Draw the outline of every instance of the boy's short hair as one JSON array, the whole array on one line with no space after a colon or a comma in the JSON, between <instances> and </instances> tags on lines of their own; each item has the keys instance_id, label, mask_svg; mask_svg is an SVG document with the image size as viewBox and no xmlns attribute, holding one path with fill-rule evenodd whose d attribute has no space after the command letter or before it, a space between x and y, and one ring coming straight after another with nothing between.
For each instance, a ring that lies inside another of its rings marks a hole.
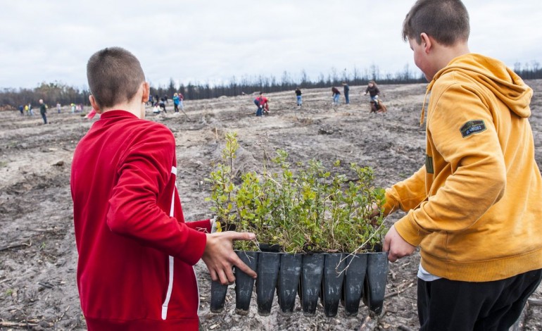
<instances>
[{"instance_id":1,"label":"boy's short hair","mask_svg":"<svg viewBox=\"0 0 542 331\"><path fill-rule=\"evenodd\" d=\"M403 22L403 39L413 38L420 44L422 32L446 46L467 42L469 13L460 0L418 0Z\"/></svg>"},{"instance_id":2,"label":"boy's short hair","mask_svg":"<svg viewBox=\"0 0 542 331\"><path fill-rule=\"evenodd\" d=\"M121 47L108 47L90 57L87 79L94 100L104 108L131 100L145 74L134 54Z\"/></svg>"}]
</instances>

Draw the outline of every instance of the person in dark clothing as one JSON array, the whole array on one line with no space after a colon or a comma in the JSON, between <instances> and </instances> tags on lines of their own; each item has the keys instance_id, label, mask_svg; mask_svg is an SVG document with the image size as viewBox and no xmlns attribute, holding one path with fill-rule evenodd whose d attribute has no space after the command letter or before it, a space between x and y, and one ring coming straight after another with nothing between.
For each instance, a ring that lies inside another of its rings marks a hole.
<instances>
[{"instance_id":1,"label":"person in dark clothing","mask_svg":"<svg viewBox=\"0 0 542 331\"><path fill-rule=\"evenodd\" d=\"M339 104L339 97L341 96L341 92L339 92L336 87L334 86L332 87L332 93L333 93L333 104Z\"/></svg>"},{"instance_id":2,"label":"person in dark clothing","mask_svg":"<svg viewBox=\"0 0 542 331\"><path fill-rule=\"evenodd\" d=\"M378 109L378 95L380 94L380 90L378 89L377 83L374 80L369 81L369 84L367 85L367 89L365 89L365 94L364 95L367 95L367 93L371 96L371 101L374 102L374 106L377 107L377 109Z\"/></svg>"},{"instance_id":3,"label":"person in dark clothing","mask_svg":"<svg viewBox=\"0 0 542 331\"><path fill-rule=\"evenodd\" d=\"M43 99L39 99L39 113L42 114L44 124L47 124L47 106L44 104Z\"/></svg>"},{"instance_id":4,"label":"person in dark clothing","mask_svg":"<svg viewBox=\"0 0 542 331\"><path fill-rule=\"evenodd\" d=\"M350 87L346 82L343 82L343 89L344 89L344 102L346 104L350 104L350 99L348 99L348 92L350 92Z\"/></svg>"},{"instance_id":5,"label":"person in dark clothing","mask_svg":"<svg viewBox=\"0 0 542 331\"><path fill-rule=\"evenodd\" d=\"M301 90L299 89L299 87L296 89L296 98L297 98L297 105L299 106L300 107L303 104L303 100L301 99L301 94L303 94L303 93L301 92Z\"/></svg>"}]
</instances>

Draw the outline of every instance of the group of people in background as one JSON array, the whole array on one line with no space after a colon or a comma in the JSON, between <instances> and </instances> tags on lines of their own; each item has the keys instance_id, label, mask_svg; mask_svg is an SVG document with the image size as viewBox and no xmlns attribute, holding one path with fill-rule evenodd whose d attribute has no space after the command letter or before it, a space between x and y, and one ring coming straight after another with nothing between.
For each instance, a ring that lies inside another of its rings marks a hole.
<instances>
[{"instance_id":1,"label":"group of people in background","mask_svg":"<svg viewBox=\"0 0 542 331\"><path fill-rule=\"evenodd\" d=\"M254 99L254 104L256 105L256 116L269 115L269 98L263 95L263 92L260 92L258 97Z\"/></svg>"},{"instance_id":2,"label":"group of people in background","mask_svg":"<svg viewBox=\"0 0 542 331\"><path fill-rule=\"evenodd\" d=\"M350 104L350 86L346 82L342 82L343 92L344 93L344 103L346 104ZM296 98L297 101L297 106L301 107L303 105L303 98L301 95L303 92L299 87L296 88ZM371 103L376 105L377 108L379 107L378 96L380 94L380 90L377 86L377 83L374 80L369 81L367 88L365 89L365 94L364 95L370 94L371 97ZM334 106L338 106L340 104L341 92L334 86L332 87L332 104Z\"/></svg>"},{"instance_id":3,"label":"group of people in background","mask_svg":"<svg viewBox=\"0 0 542 331\"><path fill-rule=\"evenodd\" d=\"M43 119L44 124L47 124L47 108L49 107L45 103L44 103L44 101L42 99L40 99L39 102L39 114L42 115L42 118ZM32 103L29 102L28 104L25 106L20 105L19 112L20 113L21 116L23 116L25 113L28 116L33 116L34 110L32 108Z\"/></svg>"},{"instance_id":4,"label":"group of people in background","mask_svg":"<svg viewBox=\"0 0 542 331\"><path fill-rule=\"evenodd\" d=\"M184 106L182 104L182 101L184 100L184 96L182 93L175 92L171 99L173 101L173 110L175 113L179 113L179 109L181 111L184 111ZM169 104L169 98L167 95L164 95L161 98L158 94L156 94L154 96L149 95L148 102L153 107L153 113L159 113L160 111L168 113L168 111L165 109L165 105Z\"/></svg>"}]
</instances>

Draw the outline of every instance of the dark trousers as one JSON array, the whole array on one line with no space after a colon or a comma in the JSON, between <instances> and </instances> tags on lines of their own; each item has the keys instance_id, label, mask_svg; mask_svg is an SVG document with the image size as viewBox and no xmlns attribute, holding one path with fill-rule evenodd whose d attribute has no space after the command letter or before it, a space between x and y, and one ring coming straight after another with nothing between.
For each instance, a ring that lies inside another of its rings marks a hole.
<instances>
[{"instance_id":1,"label":"dark trousers","mask_svg":"<svg viewBox=\"0 0 542 331\"><path fill-rule=\"evenodd\" d=\"M418 279L420 330L508 330L542 278L542 269L502 280Z\"/></svg>"}]
</instances>

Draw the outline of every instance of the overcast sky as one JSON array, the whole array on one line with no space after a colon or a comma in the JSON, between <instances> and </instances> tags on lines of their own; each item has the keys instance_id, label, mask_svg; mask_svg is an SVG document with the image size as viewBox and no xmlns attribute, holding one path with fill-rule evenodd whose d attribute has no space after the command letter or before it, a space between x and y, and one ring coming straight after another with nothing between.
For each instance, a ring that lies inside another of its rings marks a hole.
<instances>
[{"instance_id":1,"label":"overcast sky","mask_svg":"<svg viewBox=\"0 0 542 331\"><path fill-rule=\"evenodd\" d=\"M86 87L96 51L120 46L152 85L235 76L317 80L371 65L417 70L401 25L413 0L0 0L0 88L59 81ZM542 63L540 0L464 0L470 50Z\"/></svg>"}]
</instances>

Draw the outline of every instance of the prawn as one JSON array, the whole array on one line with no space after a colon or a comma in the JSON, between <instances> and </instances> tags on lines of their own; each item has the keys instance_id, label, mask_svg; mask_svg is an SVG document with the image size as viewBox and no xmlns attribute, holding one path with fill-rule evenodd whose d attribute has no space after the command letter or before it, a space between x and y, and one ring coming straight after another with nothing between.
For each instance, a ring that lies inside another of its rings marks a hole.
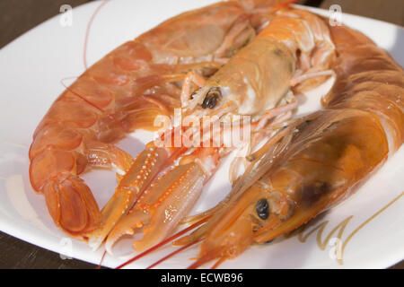
<instances>
[{"instance_id":1,"label":"prawn","mask_svg":"<svg viewBox=\"0 0 404 287\"><path fill-rule=\"evenodd\" d=\"M348 197L401 146L402 68L361 32L329 29L337 77L324 109L293 120L276 143L252 154L207 222L174 241L202 241L189 268L212 260L216 267L294 230Z\"/></svg>"},{"instance_id":2,"label":"prawn","mask_svg":"<svg viewBox=\"0 0 404 287\"><path fill-rule=\"evenodd\" d=\"M259 133L290 117L297 104L294 92L301 91L301 86L313 88L333 75L329 66L335 57L334 45L328 27L317 16L277 9L269 24L258 30L252 41L197 90L192 91L184 81L182 89L187 92L181 97L183 114L198 115L198 118L215 115L219 119L229 114L248 115L252 118L253 130ZM192 81L190 78L189 83L197 83ZM271 135L253 139L250 149ZM154 143L150 147L155 151ZM134 242L135 249L141 251L166 238L183 220L215 171L223 157L222 148L191 148L190 154L180 156L180 164L154 180L131 208L128 206L116 222L109 225L111 230L104 229L98 242L107 236L106 248L112 253L113 245L122 236L143 231L145 236ZM183 147L175 151L181 150L189 151ZM167 152L165 158L172 154ZM116 198L124 192L118 190Z\"/></svg>"},{"instance_id":3,"label":"prawn","mask_svg":"<svg viewBox=\"0 0 404 287\"><path fill-rule=\"evenodd\" d=\"M135 182L139 170L131 169L134 162L143 166L143 155L134 161L113 143L136 129L155 129L158 115L180 106L178 83L187 73L208 76L248 41L244 14L238 1L229 1L173 17L110 52L56 100L29 152L31 186L45 196L56 225L84 239L101 227L103 215L80 178L90 168L115 168L119 178L126 174L120 188L147 185Z\"/></svg>"}]
</instances>

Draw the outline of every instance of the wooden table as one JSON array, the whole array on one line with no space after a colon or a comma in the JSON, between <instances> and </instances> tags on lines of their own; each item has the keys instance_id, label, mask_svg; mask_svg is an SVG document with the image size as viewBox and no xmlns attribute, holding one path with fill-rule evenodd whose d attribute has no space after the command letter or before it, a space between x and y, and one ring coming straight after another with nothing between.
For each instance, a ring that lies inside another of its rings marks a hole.
<instances>
[{"instance_id":1,"label":"wooden table","mask_svg":"<svg viewBox=\"0 0 404 287\"><path fill-rule=\"evenodd\" d=\"M0 2L0 48L57 14L62 4L73 7L92 0L2 0ZM404 26L402 0L307 0L305 4L329 9L339 4L344 13L364 15ZM57 253L0 232L0 268L94 268L76 259L62 259ZM392 268L404 269L404 260Z\"/></svg>"}]
</instances>

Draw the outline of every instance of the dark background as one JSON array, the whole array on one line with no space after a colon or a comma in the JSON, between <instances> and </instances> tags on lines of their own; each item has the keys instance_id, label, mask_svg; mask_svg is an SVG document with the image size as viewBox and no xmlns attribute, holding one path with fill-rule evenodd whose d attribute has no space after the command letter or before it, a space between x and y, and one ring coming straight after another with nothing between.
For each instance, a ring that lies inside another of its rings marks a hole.
<instances>
[{"instance_id":1,"label":"dark background","mask_svg":"<svg viewBox=\"0 0 404 287\"><path fill-rule=\"evenodd\" d=\"M145 1L145 0L143 0ZM0 0L0 48L45 20L92 0ZM403 0L302 0L300 4L329 9L337 4L344 13L404 26ZM0 268L95 268L83 261L62 260L58 254L0 232ZM404 269L404 260L392 268Z\"/></svg>"}]
</instances>

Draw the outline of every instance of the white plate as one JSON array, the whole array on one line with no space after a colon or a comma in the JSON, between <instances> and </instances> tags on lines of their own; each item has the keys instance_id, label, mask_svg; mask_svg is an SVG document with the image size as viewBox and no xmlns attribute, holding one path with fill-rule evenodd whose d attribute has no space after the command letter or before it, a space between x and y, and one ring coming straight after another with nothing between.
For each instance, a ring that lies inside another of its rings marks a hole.
<instances>
[{"instance_id":1,"label":"white plate","mask_svg":"<svg viewBox=\"0 0 404 287\"><path fill-rule=\"evenodd\" d=\"M120 0L108 2L94 18L91 29L87 59L91 65L126 40L151 29L179 13L213 3L213 0ZM36 195L28 178L28 148L31 135L64 87L60 80L84 71L83 49L87 23L101 2L73 10L73 26L62 27L57 16L31 30L0 50L0 230L22 240L68 257L98 264L102 250L92 252L83 242L71 240L56 228L48 214L44 197ZM156 9L156 7L159 7ZM325 11L314 10L327 14ZM343 22L371 37L389 50L403 65L403 29L379 21L343 14ZM301 109L312 110L319 100L312 98ZM119 144L132 154L143 148L150 135L136 133ZM147 136L146 136L147 135ZM194 212L213 205L229 190L228 162L206 188ZM347 242L344 264L335 259L335 246L319 248L316 235L305 243L294 236L270 245L250 248L223 268L385 268L404 258L404 196L349 237L364 222L382 209L404 190L404 150L401 148L358 192L343 204L317 220L329 221L323 239L343 220L352 216L343 234ZM112 172L97 171L84 176L101 205L113 193ZM309 230L312 229L311 227ZM337 232L331 235L336 237ZM331 240L331 243L334 240ZM334 242L335 244L335 242ZM130 265L145 267L171 248L151 255ZM182 268L196 248L162 264L160 267ZM107 256L103 265L115 267L123 260Z\"/></svg>"}]
</instances>

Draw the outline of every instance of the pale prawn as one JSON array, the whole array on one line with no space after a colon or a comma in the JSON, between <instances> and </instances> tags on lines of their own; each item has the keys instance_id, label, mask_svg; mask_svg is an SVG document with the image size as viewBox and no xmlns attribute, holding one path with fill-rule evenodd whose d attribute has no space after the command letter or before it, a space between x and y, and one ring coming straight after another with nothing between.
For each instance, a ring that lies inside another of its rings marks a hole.
<instances>
[{"instance_id":1,"label":"pale prawn","mask_svg":"<svg viewBox=\"0 0 404 287\"><path fill-rule=\"evenodd\" d=\"M260 27L258 36L204 81L201 87L191 92L185 82L183 91L188 92L182 97L182 113L198 115L198 118L206 115L215 115L218 118L229 114L249 115L252 117L253 130L259 133L274 121L285 120L285 115L290 117L296 108L294 91L301 91L301 84L315 87L333 75L329 66L334 57L328 27L320 18L304 12L291 14L287 9L277 9L269 24ZM315 83L305 82L314 78ZM264 134L253 138L250 150L262 137L272 135ZM155 151L154 143L149 146L152 152ZM125 209L125 214L116 218L117 223L108 226L115 225L111 230L107 228L102 230L98 242L108 235L106 248L111 252L120 237L143 231L145 234L143 239L134 243L138 251L171 234L215 172L222 157L221 148L221 145L198 147L190 149L190 154L180 157L180 164L151 183L136 204L128 212L130 206ZM175 151L181 150L180 152L189 151L182 147ZM151 153L147 150L145 152ZM168 152L162 158L167 159L171 154ZM124 192L118 190L116 198L125 196ZM114 201L115 198L110 200L111 206Z\"/></svg>"},{"instance_id":2,"label":"pale prawn","mask_svg":"<svg viewBox=\"0 0 404 287\"><path fill-rule=\"evenodd\" d=\"M300 227L349 196L401 146L402 68L359 31L330 30L338 57L325 109L279 131L207 222L174 242L202 241L190 268L212 260L216 267Z\"/></svg>"},{"instance_id":3,"label":"pale prawn","mask_svg":"<svg viewBox=\"0 0 404 287\"><path fill-rule=\"evenodd\" d=\"M251 39L250 2L222 2L164 22L110 52L56 100L33 134L30 179L64 231L88 239L110 213L125 210L119 204L127 203L116 198L114 208L101 213L80 178L85 170L115 168L119 178L126 174L118 189L133 196L161 171L166 150L153 152L151 168L148 152L134 161L111 143L136 129L154 129L157 115L171 116L180 106L187 73L211 75ZM150 173L136 180L145 164Z\"/></svg>"}]
</instances>

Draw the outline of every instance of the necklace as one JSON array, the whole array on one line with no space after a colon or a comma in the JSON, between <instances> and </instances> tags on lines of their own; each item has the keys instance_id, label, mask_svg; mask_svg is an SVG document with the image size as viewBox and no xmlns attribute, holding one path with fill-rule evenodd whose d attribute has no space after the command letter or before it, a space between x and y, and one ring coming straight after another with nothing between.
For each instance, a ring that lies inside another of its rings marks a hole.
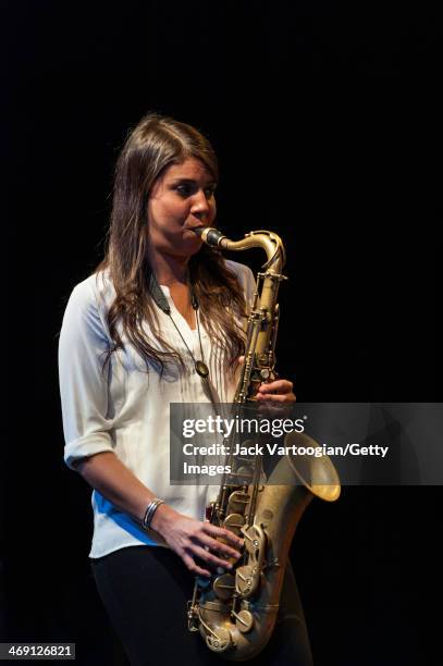
<instances>
[{"instance_id":1,"label":"necklace","mask_svg":"<svg viewBox=\"0 0 443 666\"><path fill-rule=\"evenodd\" d=\"M197 372L197 374L199 377L201 377L201 379L208 379L209 377L209 369L208 366L205 362L205 355L204 355L204 347L201 344L201 335L200 335L200 322L199 322L199 317L198 317L198 301L197 298L194 294L193 288L190 289L190 304L193 306L193 309L195 310L195 318L197 321L197 331L198 331L198 341L200 343L200 353L201 353L201 360L196 360L196 358L194 357L194 354L190 351L189 347L186 344L185 338L182 335L181 330L179 329L177 324L175 323L175 321L172 318L171 314L171 307L168 303L167 297L164 296L159 283L157 282L157 278L153 273L150 274L150 279L149 279L149 291L150 294L153 298L155 304L161 309L163 310L163 312L165 314L168 314L168 317L170 318L170 320L172 321L172 323L175 326L176 332L179 333L180 337L183 341L183 344L185 345L186 349L189 353L190 358L193 359L194 362L194 369Z\"/></svg>"}]
</instances>

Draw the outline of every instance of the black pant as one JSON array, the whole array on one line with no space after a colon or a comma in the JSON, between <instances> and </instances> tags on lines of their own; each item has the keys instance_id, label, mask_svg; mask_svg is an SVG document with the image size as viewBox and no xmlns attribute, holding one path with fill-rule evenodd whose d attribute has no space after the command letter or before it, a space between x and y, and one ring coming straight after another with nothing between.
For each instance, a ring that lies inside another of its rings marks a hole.
<instances>
[{"instance_id":1,"label":"black pant","mask_svg":"<svg viewBox=\"0 0 443 666\"><path fill-rule=\"evenodd\" d=\"M132 666L227 664L198 632L187 630L194 577L172 551L131 546L91 560L94 578ZM231 662L232 663L232 662ZM279 618L254 666L310 666L309 639L292 567L286 567Z\"/></svg>"}]
</instances>

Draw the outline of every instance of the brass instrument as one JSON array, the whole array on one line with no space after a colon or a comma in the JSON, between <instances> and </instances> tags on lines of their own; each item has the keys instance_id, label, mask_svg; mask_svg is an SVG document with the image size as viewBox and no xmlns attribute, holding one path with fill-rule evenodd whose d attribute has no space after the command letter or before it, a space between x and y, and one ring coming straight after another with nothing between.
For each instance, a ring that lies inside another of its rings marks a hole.
<instances>
[{"instance_id":1,"label":"brass instrument","mask_svg":"<svg viewBox=\"0 0 443 666\"><path fill-rule=\"evenodd\" d=\"M281 238L269 231L250 232L237 242L216 229L197 232L212 247L234 251L261 247L267 254L248 317L235 408L254 402L260 383L275 378L276 299L280 282L285 280L284 247ZM317 446L306 434L292 432L285 445L294 444ZM243 536L244 554L231 571L216 574L206 581L196 578L193 600L188 602L189 630L200 631L213 652L238 662L256 656L272 634L288 551L303 511L315 495L334 502L341 491L328 456L283 456L272 472L279 484L272 484L272 478L262 484L259 457L247 462L250 480L245 482L245 459L236 462L231 455L233 471L223 476L217 501L211 503L210 521ZM281 479L287 483L282 485Z\"/></svg>"}]
</instances>

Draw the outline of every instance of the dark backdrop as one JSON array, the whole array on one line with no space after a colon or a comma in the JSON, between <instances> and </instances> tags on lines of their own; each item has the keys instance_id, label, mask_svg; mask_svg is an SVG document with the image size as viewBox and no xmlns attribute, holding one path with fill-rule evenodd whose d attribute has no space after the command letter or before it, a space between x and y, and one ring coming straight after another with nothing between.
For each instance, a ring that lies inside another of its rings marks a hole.
<instances>
[{"instance_id":1,"label":"dark backdrop","mask_svg":"<svg viewBox=\"0 0 443 666\"><path fill-rule=\"evenodd\" d=\"M62 462L57 344L71 289L101 257L127 128L149 110L198 126L220 158L219 225L284 238L279 368L299 400L441 400L441 23L438 3L2 5L0 622L9 640L75 641L78 663L111 664L89 491ZM441 663L440 506L440 488L312 503L292 555L316 664Z\"/></svg>"}]
</instances>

________________________

## [Do this]
Please substitute "outline" with "contour" in the lines starting with the line containing "Draw the outline of every instance of the pale" and going on through the line containing "27L258 36L204 81L201", and give only those lines with everything else unchanged.

## [Task response]
Draw the contour of every instance of the pale prawn as one JSON array, the whole array on one line with no space after a colon or a comma in the JSON, between <instances> and </instances> tags on lines of their own; each item has the keys instance_id, label, mask_svg; mask_svg is an SVG document with the image size as viewBox and no xmlns attribute, holding one path with fill-rule evenodd whose d attribute has no space after the command letter or before it, a space between x and y, and one ring coming straight after another with nothing between.
For each instance, a ring that lies inside another of its rings marks a hole.
<instances>
[{"instance_id":1,"label":"pale prawn","mask_svg":"<svg viewBox=\"0 0 404 287\"><path fill-rule=\"evenodd\" d=\"M260 27L258 36L204 81L201 87L191 92L185 82L183 91L188 92L182 97L182 113L198 115L198 118L206 115L215 115L218 118L229 114L249 115L252 117L253 130L259 133L274 121L285 120L285 115L290 117L296 108L294 91L301 91L301 84L315 87L333 75L329 66L334 57L328 27L320 18L304 12L291 14L287 9L277 9L269 24ZM315 83L305 82L314 78ZM264 134L253 138L250 150L262 137L272 135ZM155 151L154 143L149 146L152 152ZM125 209L125 214L116 218L117 223L108 226L115 225L111 230L107 228L102 230L98 242L108 235L106 248L111 252L120 237L143 231L145 234L143 239L134 243L138 251L171 234L215 172L222 157L221 148L221 145L198 147L190 149L190 154L180 157L180 164L151 183L136 204L128 212L130 206ZM175 151L181 150L180 152L189 151L182 147ZM151 153L147 150L145 152ZM168 152L162 158L167 159L171 154ZM124 192L118 190L116 198L125 196ZM114 201L115 198L110 200L111 206Z\"/></svg>"},{"instance_id":2,"label":"pale prawn","mask_svg":"<svg viewBox=\"0 0 404 287\"><path fill-rule=\"evenodd\" d=\"M300 227L349 196L401 146L402 68L359 31L330 30L338 57L325 109L279 131L207 222L174 242L202 241L190 268L212 260L216 267Z\"/></svg>"},{"instance_id":3,"label":"pale prawn","mask_svg":"<svg viewBox=\"0 0 404 287\"><path fill-rule=\"evenodd\" d=\"M251 39L250 2L222 2L164 22L110 52L56 100L33 134L30 179L64 231L88 239L110 213L125 210L119 204L127 203L116 198L114 208L101 213L80 178L85 170L115 168L119 178L126 174L118 189L133 196L161 171L166 150L153 152L151 168L148 152L134 161L111 143L136 129L154 129L157 115L171 116L180 106L187 73L211 75ZM150 173L136 180L145 164Z\"/></svg>"}]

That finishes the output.